* Challenge *
Rewrite every line of the entries below, requests included, with each bounding-box coordinate in the answers scaled by 0.85 and rounded to a whole number, halves rounded up. Keep all numbers in the requests unchanged, and leave the pictures out.
---------- Supplied data
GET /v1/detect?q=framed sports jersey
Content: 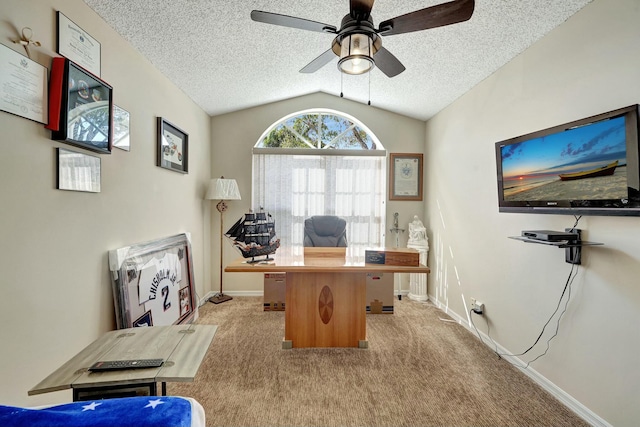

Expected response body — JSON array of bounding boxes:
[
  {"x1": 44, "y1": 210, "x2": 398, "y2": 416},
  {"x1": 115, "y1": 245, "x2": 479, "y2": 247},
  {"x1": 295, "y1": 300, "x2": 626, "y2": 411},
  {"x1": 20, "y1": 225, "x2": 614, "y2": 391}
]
[{"x1": 109, "y1": 233, "x2": 198, "y2": 329}]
--------------------
* Solution to the exercise *
GET /v1/detect?q=framed sports jersey
Content: 

Expected response body — JSON array of bounding boxes:
[
  {"x1": 44, "y1": 210, "x2": 398, "y2": 416},
  {"x1": 115, "y1": 245, "x2": 479, "y2": 247},
  {"x1": 295, "y1": 300, "x2": 626, "y2": 411},
  {"x1": 20, "y1": 225, "x2": 614, "y2": 391}
]
[{"x1": 93, "y1": 198, "x2": 168, "y2": 280}]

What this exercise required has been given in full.